(Source material Opens)
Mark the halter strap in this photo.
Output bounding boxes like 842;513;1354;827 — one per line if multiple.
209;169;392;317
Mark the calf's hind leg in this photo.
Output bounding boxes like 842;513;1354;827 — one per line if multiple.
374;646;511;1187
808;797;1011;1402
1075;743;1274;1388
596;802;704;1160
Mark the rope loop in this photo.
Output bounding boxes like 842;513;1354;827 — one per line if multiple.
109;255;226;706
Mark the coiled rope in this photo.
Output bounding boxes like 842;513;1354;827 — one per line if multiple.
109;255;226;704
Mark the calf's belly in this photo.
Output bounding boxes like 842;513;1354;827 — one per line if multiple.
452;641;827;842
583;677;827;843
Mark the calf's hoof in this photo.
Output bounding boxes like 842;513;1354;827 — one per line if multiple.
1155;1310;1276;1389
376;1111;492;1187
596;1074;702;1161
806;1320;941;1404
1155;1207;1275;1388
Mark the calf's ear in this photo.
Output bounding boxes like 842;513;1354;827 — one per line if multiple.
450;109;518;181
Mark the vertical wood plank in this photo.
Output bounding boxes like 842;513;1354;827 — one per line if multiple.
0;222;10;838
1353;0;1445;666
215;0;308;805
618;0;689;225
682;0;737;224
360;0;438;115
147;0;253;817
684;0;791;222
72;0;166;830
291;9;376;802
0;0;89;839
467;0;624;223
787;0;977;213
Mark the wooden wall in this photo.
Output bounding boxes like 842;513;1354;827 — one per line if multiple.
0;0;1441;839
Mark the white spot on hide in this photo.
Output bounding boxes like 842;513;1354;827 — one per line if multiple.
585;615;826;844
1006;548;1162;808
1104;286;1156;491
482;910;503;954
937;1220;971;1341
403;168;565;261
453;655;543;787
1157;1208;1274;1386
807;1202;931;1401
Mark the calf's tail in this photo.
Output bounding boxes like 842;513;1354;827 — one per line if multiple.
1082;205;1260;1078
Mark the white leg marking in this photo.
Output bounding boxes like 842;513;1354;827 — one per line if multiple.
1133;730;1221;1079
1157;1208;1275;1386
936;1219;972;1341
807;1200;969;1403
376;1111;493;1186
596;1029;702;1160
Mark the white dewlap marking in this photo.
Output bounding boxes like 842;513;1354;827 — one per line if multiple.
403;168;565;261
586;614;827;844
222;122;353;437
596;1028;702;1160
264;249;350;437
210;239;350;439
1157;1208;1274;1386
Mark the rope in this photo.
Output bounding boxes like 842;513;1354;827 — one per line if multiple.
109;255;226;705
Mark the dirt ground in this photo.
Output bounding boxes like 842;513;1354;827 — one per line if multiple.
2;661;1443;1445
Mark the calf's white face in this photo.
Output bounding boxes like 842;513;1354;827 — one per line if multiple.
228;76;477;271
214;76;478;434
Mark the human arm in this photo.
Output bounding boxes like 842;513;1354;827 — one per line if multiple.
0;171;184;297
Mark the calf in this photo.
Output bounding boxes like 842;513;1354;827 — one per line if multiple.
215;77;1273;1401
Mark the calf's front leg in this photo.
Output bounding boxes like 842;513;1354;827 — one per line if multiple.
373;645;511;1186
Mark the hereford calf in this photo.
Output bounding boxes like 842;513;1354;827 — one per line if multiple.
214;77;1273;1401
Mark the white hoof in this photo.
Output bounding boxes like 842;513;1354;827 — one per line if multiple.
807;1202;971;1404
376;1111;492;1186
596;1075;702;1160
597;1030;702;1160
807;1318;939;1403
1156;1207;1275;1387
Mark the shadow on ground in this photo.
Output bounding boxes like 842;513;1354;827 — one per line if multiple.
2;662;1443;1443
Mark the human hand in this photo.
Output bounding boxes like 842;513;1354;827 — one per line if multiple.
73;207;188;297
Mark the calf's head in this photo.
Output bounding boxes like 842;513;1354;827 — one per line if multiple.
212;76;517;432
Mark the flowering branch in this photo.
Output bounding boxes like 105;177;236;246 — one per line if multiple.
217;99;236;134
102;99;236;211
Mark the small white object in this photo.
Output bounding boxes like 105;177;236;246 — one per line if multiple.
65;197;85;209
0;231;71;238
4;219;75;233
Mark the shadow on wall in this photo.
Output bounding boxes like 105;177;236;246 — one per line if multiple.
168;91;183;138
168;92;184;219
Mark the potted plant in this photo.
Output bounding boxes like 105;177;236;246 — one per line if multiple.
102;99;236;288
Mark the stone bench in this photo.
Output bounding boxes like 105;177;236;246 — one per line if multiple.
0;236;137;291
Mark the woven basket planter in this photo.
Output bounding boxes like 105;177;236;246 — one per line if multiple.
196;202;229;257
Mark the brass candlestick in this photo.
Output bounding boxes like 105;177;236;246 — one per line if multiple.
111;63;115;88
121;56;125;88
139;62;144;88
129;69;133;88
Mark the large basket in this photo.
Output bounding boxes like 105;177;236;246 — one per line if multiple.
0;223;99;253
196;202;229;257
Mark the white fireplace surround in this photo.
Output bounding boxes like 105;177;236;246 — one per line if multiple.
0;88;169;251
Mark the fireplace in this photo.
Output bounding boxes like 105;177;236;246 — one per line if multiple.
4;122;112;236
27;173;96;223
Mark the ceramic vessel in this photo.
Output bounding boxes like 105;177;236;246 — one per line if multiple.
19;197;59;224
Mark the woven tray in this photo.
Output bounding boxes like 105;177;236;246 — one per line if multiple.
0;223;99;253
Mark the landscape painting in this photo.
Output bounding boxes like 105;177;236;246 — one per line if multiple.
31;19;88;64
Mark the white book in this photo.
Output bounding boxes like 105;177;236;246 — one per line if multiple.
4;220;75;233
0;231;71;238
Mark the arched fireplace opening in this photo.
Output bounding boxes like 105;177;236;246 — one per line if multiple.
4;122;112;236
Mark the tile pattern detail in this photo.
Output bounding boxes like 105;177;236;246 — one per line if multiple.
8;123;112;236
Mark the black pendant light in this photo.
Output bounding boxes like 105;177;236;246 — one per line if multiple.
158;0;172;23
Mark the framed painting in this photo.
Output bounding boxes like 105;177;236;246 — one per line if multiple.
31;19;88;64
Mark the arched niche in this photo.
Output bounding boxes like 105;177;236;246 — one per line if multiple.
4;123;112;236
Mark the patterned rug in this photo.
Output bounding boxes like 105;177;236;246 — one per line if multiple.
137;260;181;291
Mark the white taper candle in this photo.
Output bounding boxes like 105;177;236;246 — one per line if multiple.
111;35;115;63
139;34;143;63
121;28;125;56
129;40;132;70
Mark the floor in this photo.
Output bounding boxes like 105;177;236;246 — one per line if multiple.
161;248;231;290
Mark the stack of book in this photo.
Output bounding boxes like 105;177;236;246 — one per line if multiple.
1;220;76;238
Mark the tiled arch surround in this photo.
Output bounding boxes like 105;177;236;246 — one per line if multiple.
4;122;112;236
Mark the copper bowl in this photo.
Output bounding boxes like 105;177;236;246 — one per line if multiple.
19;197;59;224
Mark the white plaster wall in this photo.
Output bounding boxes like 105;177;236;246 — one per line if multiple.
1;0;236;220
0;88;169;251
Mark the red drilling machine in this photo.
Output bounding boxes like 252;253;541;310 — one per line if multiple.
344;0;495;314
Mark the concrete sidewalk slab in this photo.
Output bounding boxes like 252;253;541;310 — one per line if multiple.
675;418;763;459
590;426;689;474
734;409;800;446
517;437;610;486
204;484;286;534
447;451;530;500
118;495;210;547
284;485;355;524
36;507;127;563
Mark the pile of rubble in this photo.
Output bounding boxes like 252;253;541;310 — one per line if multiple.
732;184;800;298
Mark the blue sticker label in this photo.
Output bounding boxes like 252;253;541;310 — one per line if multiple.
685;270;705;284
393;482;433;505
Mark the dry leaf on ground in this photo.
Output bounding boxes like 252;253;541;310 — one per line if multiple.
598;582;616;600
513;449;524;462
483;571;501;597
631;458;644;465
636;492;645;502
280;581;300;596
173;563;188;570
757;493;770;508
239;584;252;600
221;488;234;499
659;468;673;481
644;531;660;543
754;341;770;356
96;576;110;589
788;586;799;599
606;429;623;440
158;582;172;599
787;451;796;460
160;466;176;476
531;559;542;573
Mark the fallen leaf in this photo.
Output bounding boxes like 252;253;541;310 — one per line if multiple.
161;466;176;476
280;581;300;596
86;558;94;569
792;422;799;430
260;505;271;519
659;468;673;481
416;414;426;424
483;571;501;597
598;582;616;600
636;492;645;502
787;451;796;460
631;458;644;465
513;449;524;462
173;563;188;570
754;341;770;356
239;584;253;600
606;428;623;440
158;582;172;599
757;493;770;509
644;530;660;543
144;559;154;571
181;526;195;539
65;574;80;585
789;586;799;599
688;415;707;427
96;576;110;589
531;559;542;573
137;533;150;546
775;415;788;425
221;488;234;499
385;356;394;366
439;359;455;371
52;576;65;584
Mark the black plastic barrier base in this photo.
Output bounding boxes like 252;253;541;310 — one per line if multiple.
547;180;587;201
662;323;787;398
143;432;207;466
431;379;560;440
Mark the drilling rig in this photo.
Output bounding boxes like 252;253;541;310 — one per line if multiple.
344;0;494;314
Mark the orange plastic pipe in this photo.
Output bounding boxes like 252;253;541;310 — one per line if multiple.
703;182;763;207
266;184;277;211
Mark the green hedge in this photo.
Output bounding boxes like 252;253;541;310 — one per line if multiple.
(Source material Closes)
▶ _Exercise aim_
Please print verbatim each line from the first line of the entries above to the line that contains "Mark the vertical wood plank in this photo.", inclusive, and nothing more.

▶ _Exercise solution_
Mark the halter strap in this photo.
Output bounding boxes like 842;513;1354;827 — one per line if multiple.
209;169;392;317
Mark the calf's hind leg in this photo.
Output bounding boxes like 842;513;1354;827 — one per line if multiple.
374;646;511;1187
808;797;1011;1402
1075;743;1274;1388
596;802;704;1160
Mark the rope loop in this photo.
Output bounding boxes like 842;513;1354;827 — one per line if multiple.
109;255;226;706
Mark the coiled rope in this photo.
Output bounding boxes like 842;513;1354;827 — one per line if multiple.
109;255;226;704
Mark the calf's belly in this photo.
Output bounding boxes like 842;513;1354;827 — one per line if multiple.
452;641;827;842
583;677;827;843
Mark the calf's hoof in this photo.
Output bounding boxes like 842;513;1354;827 — one per line if multiple.
1155;1310;1276;1389
376;1111;492;1187
596;1074;702;1161
806;1320;941;1404
1155;1207;1275;1388
Mark the calf's ear in this photo.
Output bounding boxes like 842;513;1354;827 — one per line if multiple.
450;109;518;181
Mark the vertical wood plank in this photo.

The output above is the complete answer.